▶ Detalles de la tarea:
Contesta con datos del documento fuente:
1. ¿Cuántas personas en tránsito se estimaban en 2019?
2. ¿Qué editorial publicó Aquí acaba la patria y en qué año?
3. ¿Con qué libro obtuvo Mastrogiovanni los premios de 2015?

▶ Documento fuente:
▼

Uno de los grandes temas a escala global es el de la migración, los masivos movimientos de personas que atraviesan buen parte del mundo y que constituyen uno de los dilemas que debe enfrentar el mundo. En 2019 se estimaba que las personas en tránsito eran 272 millones.
Debido a su vecindad con Estados Unidos, México es uno de los lugares de paso de migrantes más importantes, lo que es un serio desafío para la política regional con muy diversas vertientes que van desde lo cultural hasta lo social.
Para tratar ese asunto en nuestro ámbito, Federico Mastrogiovanni ha escrito el libro Aquí acaba la patria (Fondo de Cultura Económica, 2021), en un muy amplio recorrido que supera por mucho los límites de Tapachula y Tijuana porque hace referencia a muy diversos movimientos migratorios que abarcan desde la antigua Roma hasta Haití, pasando por Córcega y Nueva York en diferentes etapas históricas.
De ese prolongado y extenso viaje Mastrogiovanni elabora relatos que se apartan del habitual dramatismo que se estila hasta el hartazgo en infinidad de notas y reportajes periodísticos, con lo cual aporta una visión mucho más amplia y compleja del fenómeno.
Conversamos sobre el libro con Mastrogiovanni (Roma, 1979), quien es licenciado en Antropología Cultural por la Universitá Sapienza, de Roma, y maestro por la Facultad de Ciencias Políticas y Sociales de la UNAM. Fue académico de Periodismo en la Universidad Iberoamericana y coordinador del programa Prensa y Democracia. Ha colaborado con Radio France International y Radio Rai, y en publicaciones como Milenio Semanal, Gatopardo, Esquire y Variopinto. Ha obtenido premios como el Nacional de Periodismo, y los del Pen Club y el Certamen Nacional e Internacional de Periodismo, ambos en 2015 por su libro Ni vivos ni muertos.
—¿Por qué un libro como el tuyo, en el que dices que trata sobre lo que te da la gana, que es “pretencioso”, del que la historia no se entiende porque es enredada y sin un andamiaje lineal, con personajes, incompletos, un viaje bizarro?
—Es, en realidad, la frustración que en algún momento quise poner por escrito para que quedara. Uno escribe un libro y finge que es todo perfecto; claro, cuando ya lo entrega, después de todos los problemas que ha tenido. Estaba tratando de narrar una travesía que es hacer este libro; lo quería poner para que quedara constancia de ello, porque luego parece que los escritores son seres que se ponen allí a escribir y, qué chingón, todo perfecto. Pero no: es un proceso muy contradictorio en el cual siempre tengo muchas dudas; por ejemplo, de que tenga algún sentido para quien lo lea, porque a lo mejor lo tiene para mí, pero quién sabe si quien lo lea dirá “Éste está loco: ¿por qué esta escribiendo estas cosas?, ¿a quién le importan?”

▲

▶ Líneas extraídas:

▼

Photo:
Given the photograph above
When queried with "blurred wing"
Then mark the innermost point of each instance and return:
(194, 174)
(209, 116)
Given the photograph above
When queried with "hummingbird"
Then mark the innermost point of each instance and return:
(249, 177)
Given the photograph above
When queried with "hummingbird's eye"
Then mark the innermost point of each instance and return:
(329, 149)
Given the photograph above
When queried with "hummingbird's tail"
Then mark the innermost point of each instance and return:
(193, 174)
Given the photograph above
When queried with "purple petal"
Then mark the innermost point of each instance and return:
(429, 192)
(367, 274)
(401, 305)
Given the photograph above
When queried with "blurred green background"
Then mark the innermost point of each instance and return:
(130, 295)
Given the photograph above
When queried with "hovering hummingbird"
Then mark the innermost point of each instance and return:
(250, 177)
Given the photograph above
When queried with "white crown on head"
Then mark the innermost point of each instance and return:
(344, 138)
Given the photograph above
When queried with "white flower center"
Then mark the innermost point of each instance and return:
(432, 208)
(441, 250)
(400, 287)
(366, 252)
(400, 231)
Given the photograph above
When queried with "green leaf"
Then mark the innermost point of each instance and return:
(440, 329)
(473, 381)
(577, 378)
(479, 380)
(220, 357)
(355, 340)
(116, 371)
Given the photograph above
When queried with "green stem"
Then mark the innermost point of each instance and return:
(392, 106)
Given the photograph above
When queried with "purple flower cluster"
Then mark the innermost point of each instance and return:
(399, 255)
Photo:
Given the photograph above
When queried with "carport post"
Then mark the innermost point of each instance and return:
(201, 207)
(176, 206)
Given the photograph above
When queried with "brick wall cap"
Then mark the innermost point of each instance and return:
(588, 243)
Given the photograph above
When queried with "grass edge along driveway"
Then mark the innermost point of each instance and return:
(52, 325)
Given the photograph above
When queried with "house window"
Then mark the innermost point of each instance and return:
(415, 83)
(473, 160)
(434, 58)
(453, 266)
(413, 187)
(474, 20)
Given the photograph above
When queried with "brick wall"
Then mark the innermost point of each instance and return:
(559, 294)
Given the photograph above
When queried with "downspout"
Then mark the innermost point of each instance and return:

▲

▶ Respuesta:
1. 272 millones.
2. Fondo de Cultura Económica, en 2021.
3. Ni vivos ni muertos.